(Instructions to follow):
The answer should be one number, the count of lines in the data with "below".

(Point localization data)
######

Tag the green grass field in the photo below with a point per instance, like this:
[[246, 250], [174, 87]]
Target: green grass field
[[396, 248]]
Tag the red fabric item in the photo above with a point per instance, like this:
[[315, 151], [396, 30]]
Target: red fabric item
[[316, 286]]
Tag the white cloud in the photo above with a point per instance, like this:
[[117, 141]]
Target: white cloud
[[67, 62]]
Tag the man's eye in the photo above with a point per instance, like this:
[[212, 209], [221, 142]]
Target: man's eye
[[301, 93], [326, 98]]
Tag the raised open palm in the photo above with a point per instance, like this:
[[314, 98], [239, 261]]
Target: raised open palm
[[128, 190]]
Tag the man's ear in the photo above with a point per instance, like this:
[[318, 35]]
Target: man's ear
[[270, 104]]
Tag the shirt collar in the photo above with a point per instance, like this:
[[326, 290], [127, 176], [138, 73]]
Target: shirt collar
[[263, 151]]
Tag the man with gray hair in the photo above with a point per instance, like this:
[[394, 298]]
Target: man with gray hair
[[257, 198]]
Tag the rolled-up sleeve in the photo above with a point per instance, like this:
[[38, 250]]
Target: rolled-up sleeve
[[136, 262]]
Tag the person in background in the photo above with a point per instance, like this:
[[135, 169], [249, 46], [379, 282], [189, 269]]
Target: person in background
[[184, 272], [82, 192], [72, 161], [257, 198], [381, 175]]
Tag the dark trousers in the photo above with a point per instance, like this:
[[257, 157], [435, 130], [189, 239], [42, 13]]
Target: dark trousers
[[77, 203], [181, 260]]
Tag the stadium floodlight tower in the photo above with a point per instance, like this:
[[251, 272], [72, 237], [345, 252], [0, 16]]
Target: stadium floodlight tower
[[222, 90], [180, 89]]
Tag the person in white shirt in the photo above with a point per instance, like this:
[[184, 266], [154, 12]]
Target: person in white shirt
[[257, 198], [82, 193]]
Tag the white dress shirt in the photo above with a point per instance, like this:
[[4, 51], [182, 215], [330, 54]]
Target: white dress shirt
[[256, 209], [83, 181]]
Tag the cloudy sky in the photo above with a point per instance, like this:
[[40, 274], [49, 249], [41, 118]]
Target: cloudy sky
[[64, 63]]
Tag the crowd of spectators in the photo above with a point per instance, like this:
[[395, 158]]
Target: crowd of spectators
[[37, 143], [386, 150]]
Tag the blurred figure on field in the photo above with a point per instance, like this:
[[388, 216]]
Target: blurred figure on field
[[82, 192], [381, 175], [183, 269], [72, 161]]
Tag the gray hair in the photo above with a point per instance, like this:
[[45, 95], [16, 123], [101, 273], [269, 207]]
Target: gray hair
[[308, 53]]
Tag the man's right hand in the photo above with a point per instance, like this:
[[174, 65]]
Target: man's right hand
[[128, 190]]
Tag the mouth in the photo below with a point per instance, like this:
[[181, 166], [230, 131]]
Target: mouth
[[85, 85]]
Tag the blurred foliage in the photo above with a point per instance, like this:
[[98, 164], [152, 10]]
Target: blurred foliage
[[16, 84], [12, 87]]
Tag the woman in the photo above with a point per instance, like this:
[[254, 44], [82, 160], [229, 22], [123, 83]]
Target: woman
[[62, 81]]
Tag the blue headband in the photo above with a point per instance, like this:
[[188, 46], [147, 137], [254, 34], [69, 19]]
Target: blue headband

######

(Answer to this exercise):
2